Passage provided
AI / LLM
Harness Design: Planner, Generator, Evaluator for Production LLM Agents
A single ReAct agent is enough to demonstrate a pattern. A system that runs for hours, implements features across a codebase, and produces artifacts that humans will inspect and deploy is a different scale of problem. At that scale, a flat agent breaks down: context fills, direction drifts, and the observable behavior stops matching the stated goal.
Harness design is the discipline of building the components around a language model that turn a research prototype into a production system. Anthropic's recommended harness for long-running applications is a three-agent architecture inspired by generative adversarial networks: a Planner that expands a short prompt into a specification, a Generator that implements features iteratively, and an Evaluator that interacts with the running system as a user would and returns feedback (Anthropic, 2024). The pattern is specific, opinionated, and widely adopted. The rest of this article describes the three components, the "sprint contract" that keeps them aligned, and the design principle Anthropic articulates about when each component can be removed.

To do
1) In the harness design text, write out the part starting with "Harness design is" and going on through "can be removed.", switching "research prototype" to "proof of concept".
2) Translate this sentence from the harness design text into Spanish: "The pattern is specific, opinionated, and widely adopted."
3) According to the harness design text, what inspired Anthropic's three-agent architecture?

Collected data
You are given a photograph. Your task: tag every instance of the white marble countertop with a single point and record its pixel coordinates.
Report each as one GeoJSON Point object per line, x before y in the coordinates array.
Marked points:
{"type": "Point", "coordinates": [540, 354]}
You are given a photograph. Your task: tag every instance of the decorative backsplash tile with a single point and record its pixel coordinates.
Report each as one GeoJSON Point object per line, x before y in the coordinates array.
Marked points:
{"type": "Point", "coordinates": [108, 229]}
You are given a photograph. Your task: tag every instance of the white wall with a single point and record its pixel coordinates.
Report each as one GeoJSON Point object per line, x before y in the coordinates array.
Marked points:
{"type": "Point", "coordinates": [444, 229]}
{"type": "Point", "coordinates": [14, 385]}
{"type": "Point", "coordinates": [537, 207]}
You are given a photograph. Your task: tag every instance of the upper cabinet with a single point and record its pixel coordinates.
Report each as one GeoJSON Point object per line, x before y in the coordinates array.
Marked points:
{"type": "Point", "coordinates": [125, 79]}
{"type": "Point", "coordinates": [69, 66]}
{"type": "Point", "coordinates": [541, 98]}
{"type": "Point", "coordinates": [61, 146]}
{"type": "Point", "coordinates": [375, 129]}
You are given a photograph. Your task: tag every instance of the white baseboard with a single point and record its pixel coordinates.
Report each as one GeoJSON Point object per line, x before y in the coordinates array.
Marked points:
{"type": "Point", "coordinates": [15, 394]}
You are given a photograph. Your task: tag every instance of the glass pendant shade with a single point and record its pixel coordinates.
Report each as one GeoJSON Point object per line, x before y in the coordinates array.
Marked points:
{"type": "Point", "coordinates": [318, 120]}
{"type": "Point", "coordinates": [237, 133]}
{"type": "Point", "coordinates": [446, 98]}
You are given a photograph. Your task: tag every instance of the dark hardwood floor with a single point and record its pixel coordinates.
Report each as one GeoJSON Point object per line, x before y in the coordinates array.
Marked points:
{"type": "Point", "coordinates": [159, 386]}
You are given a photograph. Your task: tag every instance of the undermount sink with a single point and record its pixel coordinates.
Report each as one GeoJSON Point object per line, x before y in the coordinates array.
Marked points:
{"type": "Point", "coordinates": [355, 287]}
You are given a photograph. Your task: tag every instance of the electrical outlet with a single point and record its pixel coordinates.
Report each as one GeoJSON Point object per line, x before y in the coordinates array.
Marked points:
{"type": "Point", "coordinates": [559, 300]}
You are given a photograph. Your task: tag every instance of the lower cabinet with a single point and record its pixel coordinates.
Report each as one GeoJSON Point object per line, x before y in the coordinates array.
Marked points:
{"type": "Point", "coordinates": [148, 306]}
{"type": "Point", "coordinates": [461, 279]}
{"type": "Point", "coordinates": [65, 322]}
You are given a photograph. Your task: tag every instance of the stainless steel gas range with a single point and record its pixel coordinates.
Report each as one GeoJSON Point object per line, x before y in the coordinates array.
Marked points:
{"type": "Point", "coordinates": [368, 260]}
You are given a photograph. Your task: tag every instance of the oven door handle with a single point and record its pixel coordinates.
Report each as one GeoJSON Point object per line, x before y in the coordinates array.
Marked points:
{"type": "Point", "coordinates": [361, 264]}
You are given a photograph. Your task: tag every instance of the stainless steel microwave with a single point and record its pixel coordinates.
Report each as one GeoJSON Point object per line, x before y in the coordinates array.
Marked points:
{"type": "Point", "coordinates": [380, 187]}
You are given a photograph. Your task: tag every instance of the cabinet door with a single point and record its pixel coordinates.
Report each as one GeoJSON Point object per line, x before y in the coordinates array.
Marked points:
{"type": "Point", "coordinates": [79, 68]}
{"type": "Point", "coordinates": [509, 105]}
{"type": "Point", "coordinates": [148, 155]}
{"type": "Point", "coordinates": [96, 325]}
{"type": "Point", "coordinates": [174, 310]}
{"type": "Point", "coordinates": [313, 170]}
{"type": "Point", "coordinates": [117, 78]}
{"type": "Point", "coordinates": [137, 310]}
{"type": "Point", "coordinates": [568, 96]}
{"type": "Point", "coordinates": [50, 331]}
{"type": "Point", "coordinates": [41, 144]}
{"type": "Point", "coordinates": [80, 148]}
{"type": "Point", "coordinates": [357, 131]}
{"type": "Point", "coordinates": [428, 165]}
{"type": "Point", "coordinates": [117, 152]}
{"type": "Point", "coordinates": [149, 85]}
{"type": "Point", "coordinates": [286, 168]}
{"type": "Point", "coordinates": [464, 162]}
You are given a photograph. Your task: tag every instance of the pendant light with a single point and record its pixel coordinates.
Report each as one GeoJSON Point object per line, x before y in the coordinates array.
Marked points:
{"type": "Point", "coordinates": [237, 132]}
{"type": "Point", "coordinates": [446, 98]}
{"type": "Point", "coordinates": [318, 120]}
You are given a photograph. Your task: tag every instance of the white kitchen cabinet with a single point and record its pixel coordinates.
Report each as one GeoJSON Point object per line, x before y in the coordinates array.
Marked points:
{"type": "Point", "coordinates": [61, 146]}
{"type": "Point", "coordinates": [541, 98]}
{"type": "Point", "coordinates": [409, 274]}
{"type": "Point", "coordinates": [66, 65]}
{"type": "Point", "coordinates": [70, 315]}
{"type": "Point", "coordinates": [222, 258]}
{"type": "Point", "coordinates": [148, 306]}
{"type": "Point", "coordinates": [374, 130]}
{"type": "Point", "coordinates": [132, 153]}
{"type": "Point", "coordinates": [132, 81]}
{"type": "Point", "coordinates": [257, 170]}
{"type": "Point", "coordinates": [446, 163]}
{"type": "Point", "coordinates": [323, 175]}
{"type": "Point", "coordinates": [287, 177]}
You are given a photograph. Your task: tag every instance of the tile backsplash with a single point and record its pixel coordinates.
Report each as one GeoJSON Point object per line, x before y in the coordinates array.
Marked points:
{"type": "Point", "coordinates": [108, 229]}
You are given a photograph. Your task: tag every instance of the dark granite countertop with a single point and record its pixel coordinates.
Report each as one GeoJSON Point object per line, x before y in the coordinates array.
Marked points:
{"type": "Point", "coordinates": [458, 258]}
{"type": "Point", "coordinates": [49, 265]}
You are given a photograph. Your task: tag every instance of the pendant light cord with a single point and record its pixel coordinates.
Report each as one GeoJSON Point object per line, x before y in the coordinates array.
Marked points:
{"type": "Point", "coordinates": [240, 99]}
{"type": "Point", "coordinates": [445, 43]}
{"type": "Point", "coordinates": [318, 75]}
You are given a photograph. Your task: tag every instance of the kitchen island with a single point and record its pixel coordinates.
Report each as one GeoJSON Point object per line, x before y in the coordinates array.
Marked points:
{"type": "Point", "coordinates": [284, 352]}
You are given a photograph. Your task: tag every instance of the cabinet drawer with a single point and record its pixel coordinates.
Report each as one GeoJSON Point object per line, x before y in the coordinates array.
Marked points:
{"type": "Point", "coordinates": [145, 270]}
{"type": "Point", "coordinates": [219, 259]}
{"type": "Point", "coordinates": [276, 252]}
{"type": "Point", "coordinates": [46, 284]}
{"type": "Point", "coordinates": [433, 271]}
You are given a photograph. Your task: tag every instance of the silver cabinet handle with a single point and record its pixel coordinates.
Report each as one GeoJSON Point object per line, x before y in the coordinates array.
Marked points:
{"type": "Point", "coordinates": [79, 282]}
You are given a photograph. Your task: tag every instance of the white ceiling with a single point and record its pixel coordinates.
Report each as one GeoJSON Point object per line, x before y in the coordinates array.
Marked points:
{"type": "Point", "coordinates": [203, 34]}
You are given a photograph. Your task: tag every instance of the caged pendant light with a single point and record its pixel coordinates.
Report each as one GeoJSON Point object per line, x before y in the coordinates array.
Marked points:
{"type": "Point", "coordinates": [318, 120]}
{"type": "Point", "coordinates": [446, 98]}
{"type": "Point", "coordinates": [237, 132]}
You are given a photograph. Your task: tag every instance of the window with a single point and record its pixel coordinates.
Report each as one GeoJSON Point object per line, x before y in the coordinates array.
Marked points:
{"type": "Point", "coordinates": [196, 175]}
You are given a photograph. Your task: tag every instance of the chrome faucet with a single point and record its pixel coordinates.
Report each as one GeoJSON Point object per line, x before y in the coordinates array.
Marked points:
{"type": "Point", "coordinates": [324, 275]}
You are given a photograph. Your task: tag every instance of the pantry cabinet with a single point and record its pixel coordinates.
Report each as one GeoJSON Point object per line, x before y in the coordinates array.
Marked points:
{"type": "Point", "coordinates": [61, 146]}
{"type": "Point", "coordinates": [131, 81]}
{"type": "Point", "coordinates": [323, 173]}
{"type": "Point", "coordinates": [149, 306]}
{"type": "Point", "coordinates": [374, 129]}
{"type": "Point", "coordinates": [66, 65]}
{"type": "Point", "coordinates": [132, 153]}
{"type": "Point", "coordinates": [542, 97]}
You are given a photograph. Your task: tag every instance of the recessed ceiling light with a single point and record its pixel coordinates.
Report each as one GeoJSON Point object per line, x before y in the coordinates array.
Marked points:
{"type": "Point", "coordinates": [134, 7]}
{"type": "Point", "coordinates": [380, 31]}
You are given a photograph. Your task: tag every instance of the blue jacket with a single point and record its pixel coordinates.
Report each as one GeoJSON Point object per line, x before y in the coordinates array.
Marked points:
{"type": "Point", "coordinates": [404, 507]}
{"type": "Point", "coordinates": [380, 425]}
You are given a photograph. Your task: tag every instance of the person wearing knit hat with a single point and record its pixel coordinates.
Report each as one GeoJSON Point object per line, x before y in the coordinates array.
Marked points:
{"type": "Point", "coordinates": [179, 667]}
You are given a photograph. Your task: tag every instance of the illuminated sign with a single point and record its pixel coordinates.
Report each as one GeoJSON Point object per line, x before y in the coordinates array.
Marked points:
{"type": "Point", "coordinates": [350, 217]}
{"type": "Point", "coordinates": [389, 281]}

Activity answers
1)
Harness design is the discipline of building the components around a language model that turn a proof of concept into a production system. Anthropic's recommended harness for long-running applications is a three-agent architecture inspired by generative adversarial networks: a Planner that expands a short prompt into a specification, a Generator that implements features iteratively, and an Evaluator that interacts with the running system as a user would and returns feedback (Anthropic, 2024). The pattern is specific, opinionated, and widely adopted. The rest of this article describes the three components, the "sprint contract" that keeps them aligned, and the design principle Anthropic articulates about when each component can be removed.

2) El patrón es específico, tiene criterios firmes y está ampliamente adoptado.

3) Generative adversarial networks.